- Given task 1 -
In the passage about MacDonald, what did Giuliani crack down on as part of his enforcement strategy?
- Given task 2 -
Quote the passage about MacDonald starting with "MacDonald’s value judgments" and going on through "doesn’t decide here.".
Start of Passage shown
In addition, MacDonald paints a rosy picture of how Giuliani cleaned up crime-ridden New York “by an appeal to secular values alone.” (Of course, “values” is a borrowed-capital term that cannot be accounted for by a materialist.) MacDonald tells us that the former mayor “spoke relentlessly about the need for personal responsibility and respect for social order; he based his policies on principles that non-believers and believers alike could test against their own experience.” Is she kidding? She gives the impression that Giuliani gave a “can’t we all get along” speech, and all the criminals stopped their criminal activity. In fact, he implemented an aggressive enforcement strategy by cracking down on subway fare evasion, public drinking, urinators, and the “squeegee men” who had been wiping windshields of stopped cars and demanding payment. It was the fear of punishment that reduced most of the criminal activity.
MacDonald’s value judgments are not based on anything inherent in autonomous reason. To what obligation does reason hold a person beyond community norms which can change with a change in community? Will reason hold me accountable if I don’t reason properly? Even atheist Kai Nielsen understands that morality cannot be objectified with an appeal to materialistic and naturalistic assumptions:
We have not been able to show that reason requires the moral point of view, or that all really rational persons, unhoodwinked by myth or ideology, need not be individual egoists or classical amoralists. Reason doesn’t decide here.
The picture I have painted for you is not a pleasant one. Reflection on it depresses me. . . . The point is this: pure practical reason, even with a good knowledge of the facts, will not take you to morality.
End of Passage shown
Start of Given information
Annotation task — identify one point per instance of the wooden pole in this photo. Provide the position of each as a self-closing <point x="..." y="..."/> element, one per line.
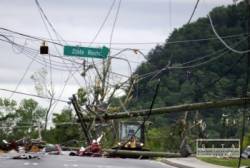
End of Given information
- Result 1 -
Subway fare evasion, public drinking, urinators, and the "squeegee men" who wiped windshields of stopped cars and demanded payment.

- Result 2 -
MacDonald’s value judgments are not based on anything inherent in autonomous reason. To what obligation does reason hold a person beyond community norms which can change with a change in community? Will reason hold me accountable if I don’t reason properly? Even atheist Kai Nielsen understands that morality cannot be objectified with an appeal to materialistic and naturalistic assumptions:
We have not been able to show that reason requires the moral point of view, or that all really rational persons, unhoodwinked by myth or ideology, need not be individual egoists or classical amoralists. Reason doesn’t decide here.